── Study text ──
Not that lifespans aren’t rising. They are. Today the average Papua New Guinean lives to 65. In 1965, when John and I were born, that average was 45. Worldwide, 70 years is now the average lifespan. That’s double from 1900. Even today’s shortest lifespans, in various African nations, are longer than the highest average of 1800. In Canada, we now live on average to 82.
Even so, on a trip around the world, what’s one inch doubled to two?
John, my travelling friend, you’ve reminded me, and others, of this. The long tomorrow. Thank you. And if a thousand years is like a day, then I guess I’ll see you in a second.
What a beautifully written piece. A little bit of mistiness in my eyes as I start my day, reflecting back to gardening in a certain plot tucked behind a certain manor home. Then once again, standing on African soil, watching you share time with your son in a little hill-top garden.
Thom, thank you for reminding us that the ordinary things in our day can become the extraordinary treasures in our future.
Sorry for the temporary loss of your friend. And I appreciate your writing, as always.
“ Christ is not a reservoir but a spring.
His life is continual, active and ever passing on with an outflow as necessary as its inflow.
If we do not perpetually draw the fresh supply from the living Fountain,
We shall either grow stagnant or empty,
Life is, therefore, not so much a perpetual fullness. . . . as a perpetual filling.”
A.B. Simpson
So why not fill up one of those 20 liter Jerry Cans of gasoline, to “save on trips to the gas station” ?
We only need a little for the lawn mower right now, and a small can would do ?
Have you ever noticed how onerous and how awkward it is to pour from the large can ? Wearisome.
Painful. Accident prone and some spilling and wasteful ?
Life is short. Necessarily so to afford us the opportunity of constant ‘filling” and “refilling”.
───
── Excerpted records ──
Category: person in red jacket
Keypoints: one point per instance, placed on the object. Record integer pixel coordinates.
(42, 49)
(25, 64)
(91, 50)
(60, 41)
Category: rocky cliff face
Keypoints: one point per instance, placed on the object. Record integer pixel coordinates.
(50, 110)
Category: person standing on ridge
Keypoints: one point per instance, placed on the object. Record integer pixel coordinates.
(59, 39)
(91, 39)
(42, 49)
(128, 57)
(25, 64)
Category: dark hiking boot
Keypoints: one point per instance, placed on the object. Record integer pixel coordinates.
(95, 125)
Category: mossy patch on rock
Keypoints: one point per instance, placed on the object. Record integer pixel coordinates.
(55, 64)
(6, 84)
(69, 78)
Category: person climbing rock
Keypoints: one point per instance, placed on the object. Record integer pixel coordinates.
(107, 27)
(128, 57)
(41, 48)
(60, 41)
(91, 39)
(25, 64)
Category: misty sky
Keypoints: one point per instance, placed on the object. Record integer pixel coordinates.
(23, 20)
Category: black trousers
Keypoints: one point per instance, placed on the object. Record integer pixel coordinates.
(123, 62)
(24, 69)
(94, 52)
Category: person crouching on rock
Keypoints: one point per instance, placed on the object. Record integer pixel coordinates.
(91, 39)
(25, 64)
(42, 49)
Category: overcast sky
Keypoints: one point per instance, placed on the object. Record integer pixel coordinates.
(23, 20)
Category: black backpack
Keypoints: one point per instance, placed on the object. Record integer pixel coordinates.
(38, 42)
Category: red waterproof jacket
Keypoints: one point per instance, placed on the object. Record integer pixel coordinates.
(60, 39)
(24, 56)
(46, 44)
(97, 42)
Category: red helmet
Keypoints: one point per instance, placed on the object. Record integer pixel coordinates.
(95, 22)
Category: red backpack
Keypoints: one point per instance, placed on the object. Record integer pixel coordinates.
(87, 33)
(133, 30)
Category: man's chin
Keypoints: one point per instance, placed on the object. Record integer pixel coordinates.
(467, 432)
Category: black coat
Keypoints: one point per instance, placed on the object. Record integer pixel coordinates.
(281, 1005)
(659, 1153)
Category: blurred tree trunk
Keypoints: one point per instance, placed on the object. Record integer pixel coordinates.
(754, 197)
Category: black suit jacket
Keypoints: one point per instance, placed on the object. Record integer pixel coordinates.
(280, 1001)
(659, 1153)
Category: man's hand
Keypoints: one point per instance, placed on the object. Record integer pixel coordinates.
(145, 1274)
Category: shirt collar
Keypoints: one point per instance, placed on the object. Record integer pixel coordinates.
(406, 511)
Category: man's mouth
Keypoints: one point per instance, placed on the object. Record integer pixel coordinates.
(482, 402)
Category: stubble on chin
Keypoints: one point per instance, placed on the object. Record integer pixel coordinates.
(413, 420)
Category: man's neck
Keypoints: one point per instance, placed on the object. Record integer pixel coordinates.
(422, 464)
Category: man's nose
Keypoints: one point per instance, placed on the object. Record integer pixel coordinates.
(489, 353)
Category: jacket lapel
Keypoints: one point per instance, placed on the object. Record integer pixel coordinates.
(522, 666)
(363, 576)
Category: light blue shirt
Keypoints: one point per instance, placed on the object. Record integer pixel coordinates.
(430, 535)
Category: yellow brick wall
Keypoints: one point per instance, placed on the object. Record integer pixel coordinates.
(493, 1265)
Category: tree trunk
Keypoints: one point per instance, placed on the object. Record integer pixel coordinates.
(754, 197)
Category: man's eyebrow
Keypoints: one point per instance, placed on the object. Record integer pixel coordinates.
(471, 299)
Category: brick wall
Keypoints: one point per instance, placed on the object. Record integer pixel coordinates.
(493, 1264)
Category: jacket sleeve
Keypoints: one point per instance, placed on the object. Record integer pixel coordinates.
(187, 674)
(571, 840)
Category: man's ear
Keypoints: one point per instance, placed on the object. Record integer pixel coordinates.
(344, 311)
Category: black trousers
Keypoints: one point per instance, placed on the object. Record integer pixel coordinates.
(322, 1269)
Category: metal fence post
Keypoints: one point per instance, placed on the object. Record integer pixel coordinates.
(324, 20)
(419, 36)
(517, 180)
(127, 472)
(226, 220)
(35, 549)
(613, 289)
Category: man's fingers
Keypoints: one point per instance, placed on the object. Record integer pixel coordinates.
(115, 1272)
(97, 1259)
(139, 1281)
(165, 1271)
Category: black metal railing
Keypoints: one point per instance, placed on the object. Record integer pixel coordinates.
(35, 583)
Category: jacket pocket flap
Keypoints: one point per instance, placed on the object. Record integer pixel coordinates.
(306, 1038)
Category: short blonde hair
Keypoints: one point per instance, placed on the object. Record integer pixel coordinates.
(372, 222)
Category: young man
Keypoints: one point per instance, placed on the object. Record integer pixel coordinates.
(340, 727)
───
# [Work instructions]
a: Rewrite the paragraph of the lifespan passage that begins "Not that lifespans aren't rising" as a short bulleted list, keeping its main facts.
b: Continue the lifespan passage, beginning right after its final line.
The data comes from a different source than the lifespan passage.

# [Responses to the exercise]
a:
- Lifespans are rising.
- In Papua New Guinea, the average lifespan is now 65; in 1965, when the writer and John were born, it was 45.
- The worldwide average lifespan is now 70 years, double that of 1900.
- Even today's shortest lifespans, in various African nations, exceed the highest average of 1800.
- In Canada, people now live to 82 on average.

b:
And to reduce the strain of carrying more of the stresses and chores of life, than we really need, or can handle at any given time ?
Small pots. Constant refilling from the spring, according to our needs ?
Thank you. Thom. Very inspiring.
Thomas: It never becomes easy. I live in an Assisted Living facility in the states, and it looks as if I will celebrate my 90th birthday here next month. I make new friends one month and I lose them the next. Life has no guarantees, but death does. I shed a few tears (too few, considering what they meant to me), and then I get back to work. Yes, Thomas, I have work to do and so do you.
This is a beautiful piece – rembrance and thoughtful musings about the ways of life and it’s brevity. I am older than either Brian or Thomas these thoughts really resonated with me.
Thanks so much!
Again, so well, and soulfully, written.
Thanks Wayne. Appreciate your thoughts.
My pleasure, Bonnie. Thanks for writing.
Thanks Linda. In life’s brevity, there is also a certain urgency also, for good things, that otherwise wouldn’t be there.
William, thanks for the reminder, of the work we each, if we choose, never stop doing. Happy, early, birthday to you, young man.
Thanks for the encouragement, Donna.
Rick, thanks for this very thoughtful encouragement. I love it, the whole idea of the smaller bite-sized nourishments that keep us going so much better than any other way.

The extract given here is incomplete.